## [Consigne 1]
Selon l'extrait du document, qu'est-ce que Dominique Strauss-Kahn est allé manger dans un restaurant raffiné ?
## [Consigne 2]
Reproduisez à l'identique le passage de l'extrait du document qui commence par « Réaction compréhensible quand » et se termine par « de la présidentielle. ».

## [Extrait du document]
----

DSK peut-il revenir ? Peut-il reprendre le fil d’une ascension politique que ses amis voyaient déjà se terminer à l’Elysée, tel le comte de Monte-Cristo, accusé à tort, grandi par l’épreuve et animé d’un légitime sentiment de revanche ? Cette question suppose d’abord qu’il le veuille. Le veut-il ? Un détail conté par les journaux donne peut-être une indication. Soudain rétabli dans ses espoirs d’être blanchi, Dominique Strauss-Kahn est allé manger des pâtes à la truffe dans un restaurant raffiné.
Réaction compréhensible quand on voit s’effriter – s’effondrer ? – une accusation infamante qui pouvait conduire à un long séjour en prison. Mais réaction dont les mauvaises langues ne manqueront pas de tirer parti : une nouvelle fois, DSK manie mal les symboles ; il passe de la gauche caviar à la gauche truffe. C’est donc qu’il ne se soucie plus de l’opinion et encore moins de la présidentielle.
Un candidat sur le point de se déclarer
Pourtant il pourrait valablement estimer, si la justice l’innocente, qu’il faut reprendre le film où il s’était arrêté quand il a basculé dans le cauchemar. Un candidat sur le point de se déclarer, vieux militant du PS, ancien ministre respecté, financier devenu, au FMI, médecin sans frontières de la crise, riche mais socialiste, Français mais international, économiste brillant, ductile et ultra compétent qui pouvait concourir avec une grande chance de l’emporter.
Ce destin insigne, la brutalité de la justice américaine le lui a volé, incarcérant un fuyard qui ne fuyait pas, écoutant un procureur qui accusait de manière péremptoire sans avoir vérifié la crédibilité de son témoin, clouant le patron du FMI au pilori médiatique par le truchement d’un « perp walk » humiliant et injuste. La raison et l’équité commanderaient ainsi de renvoyer l’épisode du Sofitel, s’il se ramenait à un banal rapport consenti, aux sinuosités de la vie privée, à la part de romanesque d’un homme qui aurait le droit, après tout, de préférer, en littérature et dans la vie, Catherine Millet à la comtesse de Ségur.

----

## [Liste fournie]
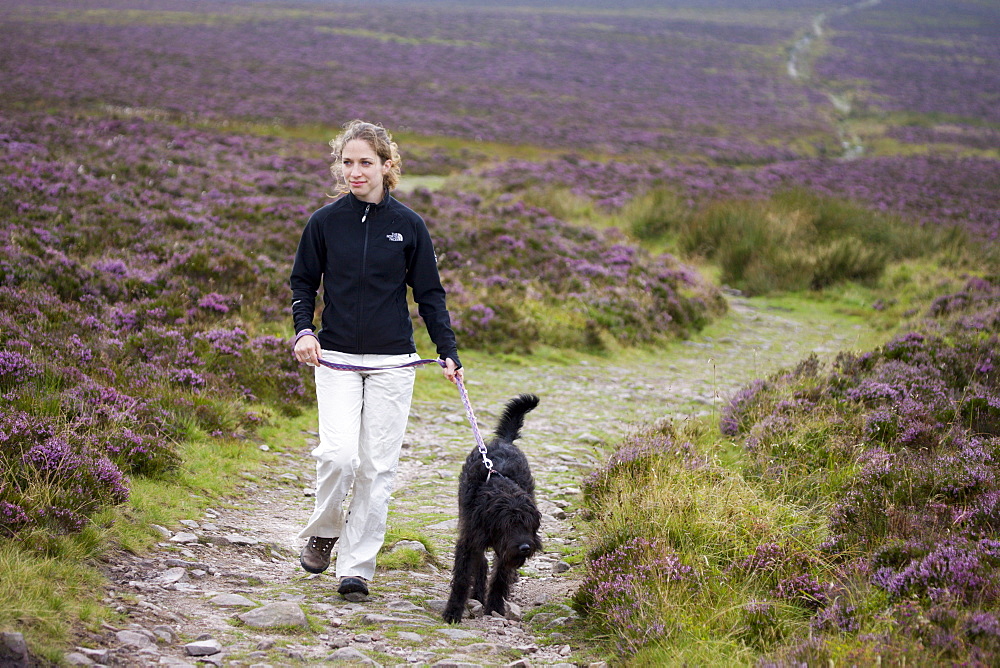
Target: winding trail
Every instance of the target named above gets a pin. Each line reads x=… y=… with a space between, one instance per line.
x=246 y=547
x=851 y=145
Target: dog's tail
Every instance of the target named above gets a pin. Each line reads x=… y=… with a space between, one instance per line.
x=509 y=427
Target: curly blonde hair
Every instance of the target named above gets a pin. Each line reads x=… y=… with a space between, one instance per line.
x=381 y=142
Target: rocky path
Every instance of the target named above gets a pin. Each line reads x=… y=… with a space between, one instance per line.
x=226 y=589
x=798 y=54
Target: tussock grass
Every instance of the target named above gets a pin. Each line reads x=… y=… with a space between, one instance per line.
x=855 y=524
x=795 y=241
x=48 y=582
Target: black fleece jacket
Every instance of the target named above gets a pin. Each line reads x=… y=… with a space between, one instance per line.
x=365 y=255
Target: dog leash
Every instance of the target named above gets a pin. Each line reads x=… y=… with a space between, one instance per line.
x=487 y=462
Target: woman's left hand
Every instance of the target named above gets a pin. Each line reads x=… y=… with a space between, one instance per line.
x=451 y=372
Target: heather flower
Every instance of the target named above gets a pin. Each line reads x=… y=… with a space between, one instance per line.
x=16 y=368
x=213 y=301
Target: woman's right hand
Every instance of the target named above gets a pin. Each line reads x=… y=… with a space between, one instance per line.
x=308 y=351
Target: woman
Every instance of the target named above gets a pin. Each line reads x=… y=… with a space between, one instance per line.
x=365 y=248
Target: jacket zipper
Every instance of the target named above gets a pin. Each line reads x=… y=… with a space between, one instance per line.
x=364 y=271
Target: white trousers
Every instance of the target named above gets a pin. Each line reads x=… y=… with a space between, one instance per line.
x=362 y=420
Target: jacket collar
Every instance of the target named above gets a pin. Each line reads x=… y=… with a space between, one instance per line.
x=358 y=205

----

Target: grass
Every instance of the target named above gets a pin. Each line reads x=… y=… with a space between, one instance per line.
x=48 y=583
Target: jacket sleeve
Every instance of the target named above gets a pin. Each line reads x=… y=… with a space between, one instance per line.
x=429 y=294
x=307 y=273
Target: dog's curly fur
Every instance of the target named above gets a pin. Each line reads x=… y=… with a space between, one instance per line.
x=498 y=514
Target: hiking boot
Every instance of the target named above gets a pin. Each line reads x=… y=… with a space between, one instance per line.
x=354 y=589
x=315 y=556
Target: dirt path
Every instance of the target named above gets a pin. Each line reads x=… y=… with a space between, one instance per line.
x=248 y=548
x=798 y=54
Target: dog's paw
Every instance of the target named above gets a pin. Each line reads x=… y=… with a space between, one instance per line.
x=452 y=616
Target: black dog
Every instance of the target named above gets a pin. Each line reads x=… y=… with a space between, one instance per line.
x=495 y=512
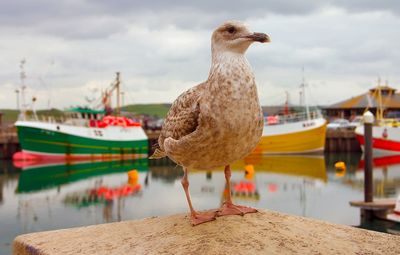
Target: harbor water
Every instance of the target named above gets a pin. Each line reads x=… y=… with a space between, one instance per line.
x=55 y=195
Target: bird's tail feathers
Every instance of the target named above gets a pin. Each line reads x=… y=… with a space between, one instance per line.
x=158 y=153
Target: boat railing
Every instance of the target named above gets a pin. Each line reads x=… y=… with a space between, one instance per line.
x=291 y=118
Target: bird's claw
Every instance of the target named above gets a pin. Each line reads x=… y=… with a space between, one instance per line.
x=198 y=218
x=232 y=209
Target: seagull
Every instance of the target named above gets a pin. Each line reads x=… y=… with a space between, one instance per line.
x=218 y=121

----

## [Réponse attendue 1]
Des pâtes à la truffe.

## [Réponse attendue 2]
Réaction compréhensible quand on voit s’effriter – s’effondrer ? – une accusation infamante qui pouvait conduire à un long séjour en prison. Mais réaction dont les mauvaises langues ne manqueront pas de tirer parti : une nouvelle fois, DSK manie mal les symboles ; il passe de la gauche caviar à la gauche truffe. C’est donc qu’il ne se soucie plus de l’opinion et encore moins de la présidentielle.